Work required
Pick out every line in the stored items that contains the word "negative" and copy each one.

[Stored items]

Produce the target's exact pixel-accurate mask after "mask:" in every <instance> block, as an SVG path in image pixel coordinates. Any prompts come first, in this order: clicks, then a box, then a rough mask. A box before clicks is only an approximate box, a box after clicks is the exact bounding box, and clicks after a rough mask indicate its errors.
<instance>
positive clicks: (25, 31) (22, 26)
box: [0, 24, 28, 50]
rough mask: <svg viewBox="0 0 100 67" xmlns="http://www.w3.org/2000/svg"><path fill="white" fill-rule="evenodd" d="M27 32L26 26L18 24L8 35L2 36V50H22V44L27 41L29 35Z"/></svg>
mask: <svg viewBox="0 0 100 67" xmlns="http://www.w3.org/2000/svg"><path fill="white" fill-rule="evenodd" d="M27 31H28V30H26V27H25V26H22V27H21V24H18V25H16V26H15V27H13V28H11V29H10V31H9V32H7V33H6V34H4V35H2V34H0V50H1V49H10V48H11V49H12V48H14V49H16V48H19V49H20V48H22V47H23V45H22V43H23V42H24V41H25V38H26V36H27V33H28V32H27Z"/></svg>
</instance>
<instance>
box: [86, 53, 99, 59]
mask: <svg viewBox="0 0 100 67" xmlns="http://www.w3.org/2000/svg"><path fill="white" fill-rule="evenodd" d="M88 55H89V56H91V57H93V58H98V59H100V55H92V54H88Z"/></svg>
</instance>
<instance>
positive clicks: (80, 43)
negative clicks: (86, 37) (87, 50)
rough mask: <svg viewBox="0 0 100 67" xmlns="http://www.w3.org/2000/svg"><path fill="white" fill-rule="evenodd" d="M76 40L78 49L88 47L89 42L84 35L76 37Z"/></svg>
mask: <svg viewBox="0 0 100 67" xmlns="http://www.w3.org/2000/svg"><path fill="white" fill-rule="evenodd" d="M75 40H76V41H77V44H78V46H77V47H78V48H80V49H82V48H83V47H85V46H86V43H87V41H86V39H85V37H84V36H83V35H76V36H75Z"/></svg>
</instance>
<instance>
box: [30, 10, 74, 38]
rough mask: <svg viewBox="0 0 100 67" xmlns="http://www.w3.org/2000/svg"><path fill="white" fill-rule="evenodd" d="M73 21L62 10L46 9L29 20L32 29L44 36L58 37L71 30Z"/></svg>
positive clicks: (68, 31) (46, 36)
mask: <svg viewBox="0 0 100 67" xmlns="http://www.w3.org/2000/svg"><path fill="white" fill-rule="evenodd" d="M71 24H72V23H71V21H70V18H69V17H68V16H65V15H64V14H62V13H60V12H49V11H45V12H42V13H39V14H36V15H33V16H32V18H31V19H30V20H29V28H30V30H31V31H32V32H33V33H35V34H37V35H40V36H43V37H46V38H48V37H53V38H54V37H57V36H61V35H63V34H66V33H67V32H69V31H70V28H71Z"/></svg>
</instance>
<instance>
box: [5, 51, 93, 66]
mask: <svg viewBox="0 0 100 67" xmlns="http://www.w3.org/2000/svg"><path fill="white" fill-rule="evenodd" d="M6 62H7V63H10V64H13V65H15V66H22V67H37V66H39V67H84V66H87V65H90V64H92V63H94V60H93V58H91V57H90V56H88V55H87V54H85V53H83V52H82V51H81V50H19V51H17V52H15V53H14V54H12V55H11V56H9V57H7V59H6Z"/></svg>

---

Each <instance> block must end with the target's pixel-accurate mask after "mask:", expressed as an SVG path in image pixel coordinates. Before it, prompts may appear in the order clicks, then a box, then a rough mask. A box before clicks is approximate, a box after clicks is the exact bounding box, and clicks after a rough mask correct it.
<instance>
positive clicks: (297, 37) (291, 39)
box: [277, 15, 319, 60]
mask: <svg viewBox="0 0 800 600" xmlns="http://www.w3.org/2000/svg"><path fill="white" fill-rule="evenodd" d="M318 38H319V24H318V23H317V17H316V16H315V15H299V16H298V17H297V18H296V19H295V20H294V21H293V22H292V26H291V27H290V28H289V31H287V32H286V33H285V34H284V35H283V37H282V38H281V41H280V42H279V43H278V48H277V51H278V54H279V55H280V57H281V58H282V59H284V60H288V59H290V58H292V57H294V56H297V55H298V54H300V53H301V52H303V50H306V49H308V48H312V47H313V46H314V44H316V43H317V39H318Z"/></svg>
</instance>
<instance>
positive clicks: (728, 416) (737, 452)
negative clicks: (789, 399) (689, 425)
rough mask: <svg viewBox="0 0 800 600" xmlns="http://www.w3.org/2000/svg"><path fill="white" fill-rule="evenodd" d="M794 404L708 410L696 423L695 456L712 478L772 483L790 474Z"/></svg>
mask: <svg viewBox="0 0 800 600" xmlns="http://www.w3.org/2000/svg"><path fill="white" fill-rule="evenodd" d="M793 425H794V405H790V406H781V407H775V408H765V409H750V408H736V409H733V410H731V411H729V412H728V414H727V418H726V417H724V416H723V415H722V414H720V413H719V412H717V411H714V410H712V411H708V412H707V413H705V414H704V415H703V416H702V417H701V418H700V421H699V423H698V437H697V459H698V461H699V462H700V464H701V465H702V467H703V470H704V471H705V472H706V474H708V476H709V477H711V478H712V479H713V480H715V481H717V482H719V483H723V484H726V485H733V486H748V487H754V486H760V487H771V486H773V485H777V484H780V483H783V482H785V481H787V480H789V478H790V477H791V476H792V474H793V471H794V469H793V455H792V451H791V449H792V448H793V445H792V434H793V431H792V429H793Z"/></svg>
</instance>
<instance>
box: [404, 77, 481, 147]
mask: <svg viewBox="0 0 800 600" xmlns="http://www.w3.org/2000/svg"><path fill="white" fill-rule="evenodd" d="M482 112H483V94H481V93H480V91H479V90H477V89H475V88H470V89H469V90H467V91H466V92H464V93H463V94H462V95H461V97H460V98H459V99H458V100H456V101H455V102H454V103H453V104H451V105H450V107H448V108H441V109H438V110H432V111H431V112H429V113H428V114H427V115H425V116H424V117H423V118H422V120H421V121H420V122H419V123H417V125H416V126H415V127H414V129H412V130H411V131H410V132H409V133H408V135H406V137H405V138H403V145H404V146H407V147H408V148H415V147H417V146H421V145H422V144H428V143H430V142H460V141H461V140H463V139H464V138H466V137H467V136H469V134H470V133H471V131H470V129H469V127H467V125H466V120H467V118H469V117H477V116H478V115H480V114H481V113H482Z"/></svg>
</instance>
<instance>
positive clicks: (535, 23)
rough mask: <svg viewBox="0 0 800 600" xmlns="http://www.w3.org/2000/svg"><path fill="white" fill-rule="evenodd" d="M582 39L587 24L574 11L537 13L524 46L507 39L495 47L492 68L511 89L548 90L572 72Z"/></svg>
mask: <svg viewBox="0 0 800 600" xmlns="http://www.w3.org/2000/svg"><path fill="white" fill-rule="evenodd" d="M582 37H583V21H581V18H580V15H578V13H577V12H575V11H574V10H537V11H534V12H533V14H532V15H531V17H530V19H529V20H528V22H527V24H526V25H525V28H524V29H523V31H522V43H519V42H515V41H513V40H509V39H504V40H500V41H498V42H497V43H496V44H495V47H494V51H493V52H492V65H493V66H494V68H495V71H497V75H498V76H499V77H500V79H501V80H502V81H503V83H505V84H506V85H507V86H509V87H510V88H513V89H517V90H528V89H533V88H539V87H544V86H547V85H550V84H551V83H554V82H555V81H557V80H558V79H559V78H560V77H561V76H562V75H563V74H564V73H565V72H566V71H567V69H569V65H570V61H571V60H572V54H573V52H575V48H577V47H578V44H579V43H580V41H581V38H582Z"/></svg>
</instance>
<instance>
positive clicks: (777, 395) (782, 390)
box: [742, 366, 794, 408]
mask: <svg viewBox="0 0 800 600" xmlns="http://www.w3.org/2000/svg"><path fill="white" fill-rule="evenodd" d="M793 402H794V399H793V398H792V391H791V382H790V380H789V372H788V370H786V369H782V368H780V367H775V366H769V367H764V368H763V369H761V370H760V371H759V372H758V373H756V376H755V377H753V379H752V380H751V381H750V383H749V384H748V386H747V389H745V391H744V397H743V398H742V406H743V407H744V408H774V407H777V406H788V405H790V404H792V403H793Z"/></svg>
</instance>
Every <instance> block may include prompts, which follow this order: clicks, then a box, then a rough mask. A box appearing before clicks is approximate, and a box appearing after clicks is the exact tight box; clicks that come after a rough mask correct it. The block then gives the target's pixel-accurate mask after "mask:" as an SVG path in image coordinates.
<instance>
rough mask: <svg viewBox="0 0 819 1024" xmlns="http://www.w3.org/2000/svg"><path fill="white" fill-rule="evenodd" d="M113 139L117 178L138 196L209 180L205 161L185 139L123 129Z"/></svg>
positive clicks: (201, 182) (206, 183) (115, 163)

Output of the task
negative clicks: (86, 37) (87, 50)
negative clicks: (789, 399) (689, 425)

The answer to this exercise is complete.